Data items
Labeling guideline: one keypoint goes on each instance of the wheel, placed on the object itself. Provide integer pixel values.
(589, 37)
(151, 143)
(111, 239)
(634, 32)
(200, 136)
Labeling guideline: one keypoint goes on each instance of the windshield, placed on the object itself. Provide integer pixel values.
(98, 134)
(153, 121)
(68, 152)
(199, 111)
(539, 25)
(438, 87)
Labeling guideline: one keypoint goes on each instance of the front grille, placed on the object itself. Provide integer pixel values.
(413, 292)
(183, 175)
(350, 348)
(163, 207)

--

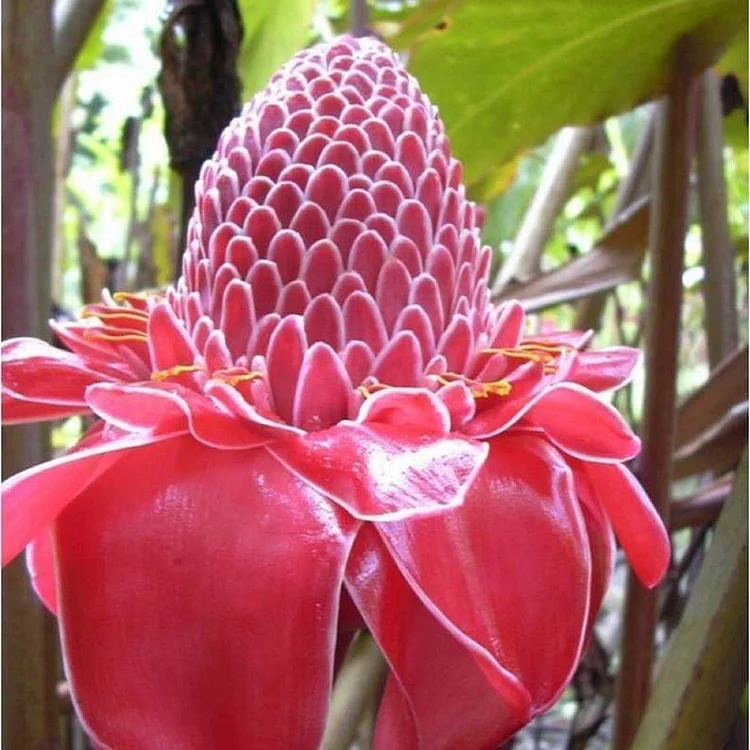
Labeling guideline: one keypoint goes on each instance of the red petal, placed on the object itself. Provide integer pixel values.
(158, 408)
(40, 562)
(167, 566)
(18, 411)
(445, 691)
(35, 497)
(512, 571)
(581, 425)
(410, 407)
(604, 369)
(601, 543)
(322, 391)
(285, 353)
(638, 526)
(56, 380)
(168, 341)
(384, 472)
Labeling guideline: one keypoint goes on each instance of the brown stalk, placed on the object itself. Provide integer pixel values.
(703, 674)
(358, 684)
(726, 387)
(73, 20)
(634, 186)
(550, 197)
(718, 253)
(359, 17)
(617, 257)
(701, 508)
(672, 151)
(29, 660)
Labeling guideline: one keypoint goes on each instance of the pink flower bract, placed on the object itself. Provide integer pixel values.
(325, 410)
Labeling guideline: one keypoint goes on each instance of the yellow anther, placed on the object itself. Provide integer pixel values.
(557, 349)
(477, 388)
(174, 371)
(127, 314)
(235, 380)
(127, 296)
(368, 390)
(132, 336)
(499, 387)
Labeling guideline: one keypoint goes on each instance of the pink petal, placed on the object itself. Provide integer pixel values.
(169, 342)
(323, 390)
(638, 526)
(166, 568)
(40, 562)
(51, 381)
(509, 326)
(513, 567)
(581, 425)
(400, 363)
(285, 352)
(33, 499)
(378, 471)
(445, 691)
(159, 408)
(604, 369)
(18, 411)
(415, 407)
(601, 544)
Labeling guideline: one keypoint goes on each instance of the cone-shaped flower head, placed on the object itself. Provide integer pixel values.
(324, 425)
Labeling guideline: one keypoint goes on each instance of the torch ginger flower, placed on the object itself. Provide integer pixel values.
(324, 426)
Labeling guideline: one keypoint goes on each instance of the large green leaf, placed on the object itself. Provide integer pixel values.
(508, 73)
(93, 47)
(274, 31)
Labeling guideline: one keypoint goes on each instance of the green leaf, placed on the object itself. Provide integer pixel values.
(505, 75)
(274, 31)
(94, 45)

==

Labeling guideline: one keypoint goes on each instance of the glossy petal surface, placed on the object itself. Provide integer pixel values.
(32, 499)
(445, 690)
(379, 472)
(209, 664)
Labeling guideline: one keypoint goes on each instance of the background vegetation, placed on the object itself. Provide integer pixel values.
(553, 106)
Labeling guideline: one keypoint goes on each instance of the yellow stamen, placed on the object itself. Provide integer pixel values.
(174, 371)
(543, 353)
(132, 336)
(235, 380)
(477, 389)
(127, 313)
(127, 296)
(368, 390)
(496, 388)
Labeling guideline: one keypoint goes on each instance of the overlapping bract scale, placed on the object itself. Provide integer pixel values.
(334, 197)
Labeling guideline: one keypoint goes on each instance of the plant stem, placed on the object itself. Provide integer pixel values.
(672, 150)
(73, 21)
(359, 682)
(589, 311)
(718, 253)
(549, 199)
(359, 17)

#### Problem to solve:
Extract, in full, every line of the material that contains the string "pink", treating uppercase and lowercase letters as different.

#### Answer for this exercise:
Labeling guideline: one keypoint goes on each instance of the pink flower bract, placed on the object itself. Provide integer pixel values.
Labeling guideline: one keypoint goes on each instance of the pink petal, placed on the object itself. Provide integer pixel values.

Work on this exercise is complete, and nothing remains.